§ **EXERCISE MATERIAL**
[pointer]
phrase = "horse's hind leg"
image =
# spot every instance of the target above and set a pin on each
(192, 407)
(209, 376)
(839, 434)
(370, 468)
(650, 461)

§ **INSTRUCTIONS TO FOLLOW**
Convert the records above into a Markdown table with the columns "No." and "Text": number each nonblank line in order under "No." and put the line itself under "Text".

§ **EXERCISE OUTPUT**
| No. | Text |
|---|---|
| 1 | [pointer] |
| 2 | phrase = "horse's hind leg" |
| 3 | image = |
| 4 | # spot every instance of the target above and set a pin on each |
| 5 | (192, 407) |
| 6 | (209, 376) |
| 7 | (839, 434) |
| 8 | (370, 468) |
| 9 | (650, 461) |